### [YOUR GOAL]
Decide whether each statement agrees with the court case text below, answering yes or no and quoting the deciding words of the text. (a) The city was liable for the damage from the June 1883 flood. (b) The larger sewer was built under the turnpike. (c) The plaintiff's lot was about forty-five feet wide.

# EXCERPT start

Elliott v. Oil City

Decision Date28 October 1889
Docket Number161
PartiesISABELLA ELLIOTT v. OIL CITY
CourtPennsylvania Supreme Court

Argued October 9, 1889

APPEAL BY DEFENDANT FROM THE COURT OF COMMON PLEAS OF VENANGO COUNTY.

No. 161 October Term 1889, Sup. Ct.; court below, No. 18 January Term 1885, C.P.

On December 16, 1884, Isabella Elliott brought case against the city of Oil City to recover damages for injuries alleged to have been done to her property by the negligent acts of the defendant. Issue.

At the trial on May 13, 1869, the plaintiff introduced evidence to show that she owned a lot about forty-five feet wide and one hundred and fifty feet long, situated in a depression of the ground, forming a natural water course, some of the witnesses calling it a ravine. The Salem turnpike ran through the front portion of her lot, cutting it into two portions. On the lower portion of the lot was situated a house, and back of the house a garden. The turnpike running through the lot had under it, just above the house, a small sewer to carry off the waste water. In June, 1883, a flood occurred which caused considerable damage to the plaintiff's property, but it was conceded that for this the city was not liable. In the fall of 1883, however, the city went upon the ground and constructed a larger sewer under the turnpike, in place of the small sewer. The plaintiff claimed that by reason of the increased flow of water through the larger sewer her property was injured.

At the close of the testimony, the court, TAYLOR, P.J., charged the jury in part as follows:

The plaintiff claims here for alleged injury occasioned by the construction of a sewer by the city authorities, sometime in the fall of 1883, after the flood -- what was termed by the witnesses, the big flood, which washed down the roads and everywhere left things in bad condition.

That there was an injury, at that time, to the plaintiff's lot, and that it was a pretty serious one, is evident, for shortly thereafter the plaintiff complained to the city authorities, who went upon the ground, and, after that, the larger sewer was put in. There had been one, a foot square perhaps, and after that a larger one, some two feet square was put in. From that time on, the plaintiff claims that she is entitled to recover damages for injury that she sustained. What damages has she sustained since that big flood of 1883?

The plaintiff's theory is that defendant constructed a little obstruction just above in the ditch of the turnpike, so that it turned all the water that came down the hill across her lot; that more water was thrown across her lot by reason of some sewers that were put in above or by reason of some streets being excavated, and that more water was caused to flow through this culvert than the natural watershed. They claim that this damming up of the stream, and the putting in of the culvert was negligently done by the city; that they ought not to have put in such a culvert there without providing some other means to take the water off from this property; that a larger quantity of water is caused to flow there, and that each year she has been sustaining some damages down to the present time, and that every heavy rain that comes injures her property; that, by reason of this increase of water there, added to the natural flow, her house, garden and well have been injured to quite an extent and some fruit trees washed away. That is the plaintiff's theory.

# EXCERPT end
# RECORD EXCERPTS start

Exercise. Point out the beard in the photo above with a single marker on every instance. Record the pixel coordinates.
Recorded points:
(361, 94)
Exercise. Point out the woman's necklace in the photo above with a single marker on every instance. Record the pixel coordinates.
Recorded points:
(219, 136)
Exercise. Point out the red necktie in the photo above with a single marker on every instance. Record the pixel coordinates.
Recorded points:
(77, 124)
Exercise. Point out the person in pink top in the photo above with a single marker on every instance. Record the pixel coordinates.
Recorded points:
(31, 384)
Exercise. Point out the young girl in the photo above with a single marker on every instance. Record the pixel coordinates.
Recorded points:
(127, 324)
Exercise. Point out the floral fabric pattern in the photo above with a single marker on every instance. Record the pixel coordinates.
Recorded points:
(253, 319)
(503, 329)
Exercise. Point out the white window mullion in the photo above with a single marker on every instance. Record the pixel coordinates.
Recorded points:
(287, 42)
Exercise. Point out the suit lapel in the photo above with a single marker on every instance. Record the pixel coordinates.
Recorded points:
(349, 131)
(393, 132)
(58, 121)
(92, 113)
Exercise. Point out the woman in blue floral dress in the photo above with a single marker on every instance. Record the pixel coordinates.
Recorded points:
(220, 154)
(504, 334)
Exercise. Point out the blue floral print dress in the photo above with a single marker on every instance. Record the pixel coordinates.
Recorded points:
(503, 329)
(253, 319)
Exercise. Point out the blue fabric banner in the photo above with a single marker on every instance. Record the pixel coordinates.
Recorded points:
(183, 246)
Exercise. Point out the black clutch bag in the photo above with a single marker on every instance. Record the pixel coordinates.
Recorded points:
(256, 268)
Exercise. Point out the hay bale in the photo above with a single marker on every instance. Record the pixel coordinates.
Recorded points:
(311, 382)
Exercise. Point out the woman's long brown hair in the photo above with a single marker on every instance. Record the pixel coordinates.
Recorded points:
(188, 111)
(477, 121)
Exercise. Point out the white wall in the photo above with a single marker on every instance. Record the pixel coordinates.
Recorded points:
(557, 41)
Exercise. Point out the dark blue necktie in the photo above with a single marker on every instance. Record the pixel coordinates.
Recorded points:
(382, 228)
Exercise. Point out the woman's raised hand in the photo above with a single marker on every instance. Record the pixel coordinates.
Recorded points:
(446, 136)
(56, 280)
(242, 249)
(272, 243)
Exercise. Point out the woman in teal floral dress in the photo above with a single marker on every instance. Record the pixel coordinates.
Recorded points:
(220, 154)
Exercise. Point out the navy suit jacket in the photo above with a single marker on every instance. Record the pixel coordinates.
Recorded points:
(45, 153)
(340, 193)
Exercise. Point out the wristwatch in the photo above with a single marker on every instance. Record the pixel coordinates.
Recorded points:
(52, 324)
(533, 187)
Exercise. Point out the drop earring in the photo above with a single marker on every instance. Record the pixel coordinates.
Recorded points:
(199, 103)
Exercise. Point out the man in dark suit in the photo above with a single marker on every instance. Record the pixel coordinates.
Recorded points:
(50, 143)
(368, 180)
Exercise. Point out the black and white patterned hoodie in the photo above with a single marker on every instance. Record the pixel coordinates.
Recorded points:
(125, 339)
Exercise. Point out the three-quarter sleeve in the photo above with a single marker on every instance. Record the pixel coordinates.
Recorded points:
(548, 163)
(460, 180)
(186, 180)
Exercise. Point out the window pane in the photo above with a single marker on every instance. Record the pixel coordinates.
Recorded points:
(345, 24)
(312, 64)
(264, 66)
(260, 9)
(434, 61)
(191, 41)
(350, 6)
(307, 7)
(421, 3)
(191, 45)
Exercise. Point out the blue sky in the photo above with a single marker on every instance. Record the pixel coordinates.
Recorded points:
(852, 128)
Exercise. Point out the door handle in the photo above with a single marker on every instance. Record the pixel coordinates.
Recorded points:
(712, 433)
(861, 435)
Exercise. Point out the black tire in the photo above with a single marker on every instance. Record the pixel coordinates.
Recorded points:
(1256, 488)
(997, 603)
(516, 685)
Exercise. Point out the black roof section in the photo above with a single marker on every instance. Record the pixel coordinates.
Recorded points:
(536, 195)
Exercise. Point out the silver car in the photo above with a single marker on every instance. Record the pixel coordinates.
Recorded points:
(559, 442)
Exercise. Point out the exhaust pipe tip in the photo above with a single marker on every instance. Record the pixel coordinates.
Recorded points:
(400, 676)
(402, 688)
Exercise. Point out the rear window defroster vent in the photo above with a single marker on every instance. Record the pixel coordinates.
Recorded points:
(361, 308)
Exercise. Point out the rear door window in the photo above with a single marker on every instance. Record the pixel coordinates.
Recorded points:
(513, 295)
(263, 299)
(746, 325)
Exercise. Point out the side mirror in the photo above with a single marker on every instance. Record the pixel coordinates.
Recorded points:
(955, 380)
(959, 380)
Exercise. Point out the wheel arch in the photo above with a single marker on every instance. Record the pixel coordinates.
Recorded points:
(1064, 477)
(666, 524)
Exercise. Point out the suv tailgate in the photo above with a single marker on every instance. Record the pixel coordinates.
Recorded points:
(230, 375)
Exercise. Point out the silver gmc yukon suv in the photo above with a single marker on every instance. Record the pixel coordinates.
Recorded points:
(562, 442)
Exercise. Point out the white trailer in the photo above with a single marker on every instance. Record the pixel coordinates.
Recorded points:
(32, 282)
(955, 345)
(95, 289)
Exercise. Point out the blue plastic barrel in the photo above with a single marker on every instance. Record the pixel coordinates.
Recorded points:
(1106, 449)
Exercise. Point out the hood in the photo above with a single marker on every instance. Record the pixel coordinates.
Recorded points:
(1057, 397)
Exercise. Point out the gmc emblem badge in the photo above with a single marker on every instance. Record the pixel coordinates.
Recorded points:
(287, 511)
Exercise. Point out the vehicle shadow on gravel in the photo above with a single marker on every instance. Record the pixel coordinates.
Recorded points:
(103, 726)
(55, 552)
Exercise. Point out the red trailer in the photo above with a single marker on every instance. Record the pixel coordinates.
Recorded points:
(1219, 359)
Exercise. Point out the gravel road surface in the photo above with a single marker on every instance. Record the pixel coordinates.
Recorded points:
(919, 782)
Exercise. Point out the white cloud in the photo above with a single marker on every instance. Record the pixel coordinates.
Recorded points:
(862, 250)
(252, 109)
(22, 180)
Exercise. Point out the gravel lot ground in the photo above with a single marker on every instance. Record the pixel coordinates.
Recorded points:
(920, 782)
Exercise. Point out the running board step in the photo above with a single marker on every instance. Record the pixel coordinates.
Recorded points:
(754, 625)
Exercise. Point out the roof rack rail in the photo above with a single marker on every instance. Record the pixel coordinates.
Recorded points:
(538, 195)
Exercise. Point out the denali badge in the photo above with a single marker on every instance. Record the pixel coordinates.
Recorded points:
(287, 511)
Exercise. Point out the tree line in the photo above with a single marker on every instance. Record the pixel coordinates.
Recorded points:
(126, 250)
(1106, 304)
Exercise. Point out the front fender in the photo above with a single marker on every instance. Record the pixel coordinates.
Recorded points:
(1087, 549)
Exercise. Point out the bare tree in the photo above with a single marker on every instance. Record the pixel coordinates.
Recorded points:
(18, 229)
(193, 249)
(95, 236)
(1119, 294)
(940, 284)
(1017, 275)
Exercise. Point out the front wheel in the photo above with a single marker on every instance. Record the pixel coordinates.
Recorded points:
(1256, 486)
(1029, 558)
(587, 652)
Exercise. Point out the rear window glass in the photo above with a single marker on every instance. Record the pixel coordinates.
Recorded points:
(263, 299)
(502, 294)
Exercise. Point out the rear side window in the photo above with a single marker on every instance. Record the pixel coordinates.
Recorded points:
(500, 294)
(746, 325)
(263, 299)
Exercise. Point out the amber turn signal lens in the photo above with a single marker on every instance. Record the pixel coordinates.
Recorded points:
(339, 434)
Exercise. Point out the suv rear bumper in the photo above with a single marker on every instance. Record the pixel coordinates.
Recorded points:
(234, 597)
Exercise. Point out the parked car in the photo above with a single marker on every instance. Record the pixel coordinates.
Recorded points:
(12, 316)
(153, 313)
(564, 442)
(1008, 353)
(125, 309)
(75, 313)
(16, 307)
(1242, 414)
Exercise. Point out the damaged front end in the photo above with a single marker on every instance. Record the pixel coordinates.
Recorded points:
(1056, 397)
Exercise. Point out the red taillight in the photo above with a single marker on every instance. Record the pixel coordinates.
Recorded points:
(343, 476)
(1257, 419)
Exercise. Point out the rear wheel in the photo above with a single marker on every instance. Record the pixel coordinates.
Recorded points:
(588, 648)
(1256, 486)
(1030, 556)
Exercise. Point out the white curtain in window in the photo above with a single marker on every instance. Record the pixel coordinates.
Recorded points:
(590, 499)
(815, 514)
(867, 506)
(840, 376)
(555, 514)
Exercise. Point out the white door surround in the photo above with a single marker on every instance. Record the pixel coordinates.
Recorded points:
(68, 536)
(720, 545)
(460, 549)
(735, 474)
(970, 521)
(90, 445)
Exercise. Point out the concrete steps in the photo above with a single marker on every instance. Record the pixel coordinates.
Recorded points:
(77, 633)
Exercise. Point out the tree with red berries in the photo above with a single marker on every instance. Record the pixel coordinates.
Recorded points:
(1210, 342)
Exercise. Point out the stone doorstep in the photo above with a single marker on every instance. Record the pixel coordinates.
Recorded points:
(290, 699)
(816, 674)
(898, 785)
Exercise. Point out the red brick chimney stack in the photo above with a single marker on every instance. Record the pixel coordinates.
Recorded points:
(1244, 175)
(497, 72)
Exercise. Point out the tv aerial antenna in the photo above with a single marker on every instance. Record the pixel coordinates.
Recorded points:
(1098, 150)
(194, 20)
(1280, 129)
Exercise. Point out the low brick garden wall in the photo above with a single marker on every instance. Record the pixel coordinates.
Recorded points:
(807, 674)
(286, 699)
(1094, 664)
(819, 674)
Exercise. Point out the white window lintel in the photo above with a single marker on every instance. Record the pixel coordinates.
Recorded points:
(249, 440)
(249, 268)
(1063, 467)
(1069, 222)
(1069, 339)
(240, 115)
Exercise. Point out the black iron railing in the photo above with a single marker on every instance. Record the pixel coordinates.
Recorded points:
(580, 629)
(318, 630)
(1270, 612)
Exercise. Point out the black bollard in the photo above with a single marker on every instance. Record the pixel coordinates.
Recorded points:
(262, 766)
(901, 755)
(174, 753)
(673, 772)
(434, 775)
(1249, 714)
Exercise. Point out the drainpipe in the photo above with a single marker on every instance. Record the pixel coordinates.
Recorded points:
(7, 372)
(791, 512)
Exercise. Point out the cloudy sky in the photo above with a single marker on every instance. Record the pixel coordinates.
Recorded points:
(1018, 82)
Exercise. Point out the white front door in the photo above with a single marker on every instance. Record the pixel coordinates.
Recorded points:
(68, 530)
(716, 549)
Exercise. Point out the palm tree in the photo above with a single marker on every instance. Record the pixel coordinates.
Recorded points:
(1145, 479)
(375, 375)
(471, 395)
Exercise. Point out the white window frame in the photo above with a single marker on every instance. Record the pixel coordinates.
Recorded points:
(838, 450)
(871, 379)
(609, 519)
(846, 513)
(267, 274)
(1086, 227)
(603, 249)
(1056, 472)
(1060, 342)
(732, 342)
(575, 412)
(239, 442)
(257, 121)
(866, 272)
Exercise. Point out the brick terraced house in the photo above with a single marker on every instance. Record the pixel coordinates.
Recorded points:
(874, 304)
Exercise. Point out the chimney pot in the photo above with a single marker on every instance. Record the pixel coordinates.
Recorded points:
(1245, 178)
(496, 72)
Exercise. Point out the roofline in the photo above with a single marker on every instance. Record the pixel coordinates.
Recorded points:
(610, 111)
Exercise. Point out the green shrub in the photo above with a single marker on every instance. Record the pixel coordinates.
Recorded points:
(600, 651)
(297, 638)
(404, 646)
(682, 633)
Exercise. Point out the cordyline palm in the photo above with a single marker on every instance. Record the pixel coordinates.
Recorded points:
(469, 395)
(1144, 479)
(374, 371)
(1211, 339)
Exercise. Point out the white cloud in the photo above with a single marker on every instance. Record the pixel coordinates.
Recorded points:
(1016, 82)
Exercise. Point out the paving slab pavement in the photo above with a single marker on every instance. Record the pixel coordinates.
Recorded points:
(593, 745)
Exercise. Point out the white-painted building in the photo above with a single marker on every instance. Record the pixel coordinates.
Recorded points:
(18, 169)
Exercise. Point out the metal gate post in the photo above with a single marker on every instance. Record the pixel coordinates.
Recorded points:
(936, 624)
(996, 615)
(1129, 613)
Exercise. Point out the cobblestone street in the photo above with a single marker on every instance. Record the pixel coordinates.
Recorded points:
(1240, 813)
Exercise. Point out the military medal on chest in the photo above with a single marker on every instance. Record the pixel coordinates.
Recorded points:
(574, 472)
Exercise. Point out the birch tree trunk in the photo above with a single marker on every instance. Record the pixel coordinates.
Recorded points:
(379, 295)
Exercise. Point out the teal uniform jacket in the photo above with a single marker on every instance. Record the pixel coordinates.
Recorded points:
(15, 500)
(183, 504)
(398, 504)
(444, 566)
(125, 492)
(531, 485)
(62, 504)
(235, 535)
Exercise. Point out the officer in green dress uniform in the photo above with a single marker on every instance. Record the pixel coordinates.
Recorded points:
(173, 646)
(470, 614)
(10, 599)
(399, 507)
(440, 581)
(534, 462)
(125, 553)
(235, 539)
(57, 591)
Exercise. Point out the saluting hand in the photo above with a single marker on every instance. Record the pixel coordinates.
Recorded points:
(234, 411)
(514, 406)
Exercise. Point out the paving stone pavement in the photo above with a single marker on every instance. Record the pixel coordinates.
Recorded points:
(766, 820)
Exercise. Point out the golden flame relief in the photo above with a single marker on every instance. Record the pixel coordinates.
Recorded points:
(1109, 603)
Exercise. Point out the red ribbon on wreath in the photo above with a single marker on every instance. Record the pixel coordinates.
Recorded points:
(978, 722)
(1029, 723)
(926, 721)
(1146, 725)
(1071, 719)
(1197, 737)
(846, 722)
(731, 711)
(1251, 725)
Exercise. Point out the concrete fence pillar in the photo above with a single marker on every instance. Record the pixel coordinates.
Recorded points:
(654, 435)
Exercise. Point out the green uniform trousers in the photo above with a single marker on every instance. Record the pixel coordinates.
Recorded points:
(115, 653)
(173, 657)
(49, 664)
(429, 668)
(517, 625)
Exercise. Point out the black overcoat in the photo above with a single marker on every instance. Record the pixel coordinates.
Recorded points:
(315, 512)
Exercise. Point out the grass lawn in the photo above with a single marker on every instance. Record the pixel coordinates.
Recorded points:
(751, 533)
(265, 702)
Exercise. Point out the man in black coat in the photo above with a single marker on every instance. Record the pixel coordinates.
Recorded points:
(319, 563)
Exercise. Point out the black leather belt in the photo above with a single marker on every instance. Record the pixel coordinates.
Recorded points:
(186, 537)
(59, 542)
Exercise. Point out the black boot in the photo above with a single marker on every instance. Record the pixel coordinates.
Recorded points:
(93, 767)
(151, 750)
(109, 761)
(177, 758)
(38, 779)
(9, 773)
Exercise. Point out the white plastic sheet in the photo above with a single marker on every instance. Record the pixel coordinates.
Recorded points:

# RECORD EXCERPTS end

### [OUTPUT OF THE TASK]
(a) No: "it was conceded that for this the city was not liable."
(b) Yes: "constructed a larger sewer under the turnpike, in place of the small sewer."
(c) Yes: "a lot about forty-five feet wide"